Source extract:
Around this time, I came across an article that provided a very helpful visual that applied directly to our proposed architecture. In summary, we can think of traditional SaaS applications as an immaculate dining room inside of a nice restaurant. For the last 20 years, said dining room has been tailored to deliver the best customer (user) experience - one commit at a time. But now the paradigm is shifting. Human customers are no longer the only customers. Agents are increasingly acting on user's behalf and these agents could care less how nice the dining (user) experience is. They are headed to the drive thru window to get the user's food to go. Now, to tie back into what was previously mentioned, the agent doesn't jump through the drive thru window and start ordering around the kitchen staff. That would require an understanding of the kitchen operations that the agent doesn't have and frankly doesn't care to have. Instead the agent has a conversation with the drive thru agent - someone who understands the kitchen operation and can translate desired outcome into execution steps. This drive thru agent also doesn't have to prepare the desired outcome itself. Instead it can choose to serve as the orchestrator, delegating tasks to other agents and skillsets within the kitchen.

This analogy ultimately solidified the merrit behind the architecture described and helped compress incredibly complex and cutting edge technology into a real word analogy that just made sense to people - and us! It also provided another pivot for us to lean into as we attempted to get un-stuck. This pivot was the drive thru.

In our original architecture, we had answering agents narrowly scoped to pieces of software or technical functions. Hence why we called them subject matter experts. The drive thru paradigm allowed us to rethink that requirement. The subject matter experts in our analogy are the kitchen staff, but the drive thru agent serves an entirely different purpose. Again, most often this agent serves as the orchestrater - marshaling available resources to deliver an outcome to the calling agent. With that being the function, this agent is less about technical knowledge and more about networking and communicating with other agents, both inside and potentially outside of its organization. And in order for an agent like this to be effective, it must have access to a network of agents. This is the current state of what we are building - a network of drive thru agents. Agents that can be accessed publically from an LLM app via MCP. Agents that, when given a task outside of their domain, can search for and find skilled agents to delegate said task to. Agents that your customers can access directly, unauthenticated, to get information about your business, exchange information, participate in commerce, etc.

Given records:
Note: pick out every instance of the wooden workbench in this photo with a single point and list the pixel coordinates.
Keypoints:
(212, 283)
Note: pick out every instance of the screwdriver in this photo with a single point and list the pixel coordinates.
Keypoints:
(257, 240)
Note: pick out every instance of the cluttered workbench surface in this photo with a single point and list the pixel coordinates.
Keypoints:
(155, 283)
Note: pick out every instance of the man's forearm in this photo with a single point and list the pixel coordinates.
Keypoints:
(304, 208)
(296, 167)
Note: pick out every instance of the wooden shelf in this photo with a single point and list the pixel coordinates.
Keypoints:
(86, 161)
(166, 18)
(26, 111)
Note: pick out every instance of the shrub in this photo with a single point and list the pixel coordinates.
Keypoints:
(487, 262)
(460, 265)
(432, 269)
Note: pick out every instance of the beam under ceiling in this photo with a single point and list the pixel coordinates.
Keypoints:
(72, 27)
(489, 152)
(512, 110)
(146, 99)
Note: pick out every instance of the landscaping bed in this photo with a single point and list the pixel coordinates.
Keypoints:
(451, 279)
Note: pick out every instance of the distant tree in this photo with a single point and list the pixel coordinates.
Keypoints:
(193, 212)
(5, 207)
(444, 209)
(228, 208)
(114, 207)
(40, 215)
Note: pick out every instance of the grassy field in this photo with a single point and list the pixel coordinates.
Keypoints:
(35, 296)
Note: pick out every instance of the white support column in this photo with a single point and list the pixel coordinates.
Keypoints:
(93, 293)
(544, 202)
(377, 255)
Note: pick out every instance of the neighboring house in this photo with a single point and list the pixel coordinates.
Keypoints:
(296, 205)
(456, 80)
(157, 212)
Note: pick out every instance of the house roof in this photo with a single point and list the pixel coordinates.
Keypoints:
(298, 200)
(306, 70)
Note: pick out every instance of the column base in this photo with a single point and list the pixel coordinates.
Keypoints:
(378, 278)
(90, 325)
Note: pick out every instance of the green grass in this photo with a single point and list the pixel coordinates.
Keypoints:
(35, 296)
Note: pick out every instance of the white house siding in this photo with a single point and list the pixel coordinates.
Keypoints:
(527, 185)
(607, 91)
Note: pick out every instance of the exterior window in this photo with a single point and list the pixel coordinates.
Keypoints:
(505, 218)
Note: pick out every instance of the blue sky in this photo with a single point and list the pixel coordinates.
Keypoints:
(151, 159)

Tasks:
1 – From the passage on drive thru agents, list each activity it names that customers can carry out by accessing the agents directly.
2 – Answer these questions from the passage on drive thru agents, one line each:
(a) For how many years has the dining room been tailored to deliver the best customer experience?
(b) What did the team call the answering agents in its original architecture?
(c) Through what can the agents be accessed publicly from an LLM app?
3 – Carry on the passage on drive thru agents from its last sentence.
You can set the records aside; none of this work draws on them.

Your responses:
1 –
- Get information about your business
- Exchange information
- Participate in commerce

2 –
(a) 20 years
(b) Subject matter experts
(c) MCP

3 –
In parting, we see one more analogy that could prove useful in interpreting a possible outcome of the future. The website. 30 years ago, the website reduced the friction of exchange between B2B and D2C integrations. It allowed customers to self-serve, 24/7. And we saw consumer behavior follow the technology, not the other way around. Drive thru agents harbor the potential to reduce this friction by yet another order of magnitude. And it is our belief that consumer behavior will follow technology again. We see a world where you perform product and service discovery directly through an LLM chat app instead of searching the web. And through a network of realtime drive thru agents, you are returned the best solution for your problem, everytime. We see a future where every small business prioritizes a drive thru agent over a website because a drive thru agent provides a consistent user experience and allows companies to compete less on marketing and more on the merrit of the offering.

At this point, I've drifted almost entirely from thinking that agents are the new API. They may be so much more - they may be the new website.

This post serves as an ongoing thesis around how the word of AI agents is evolving and where it might be heading.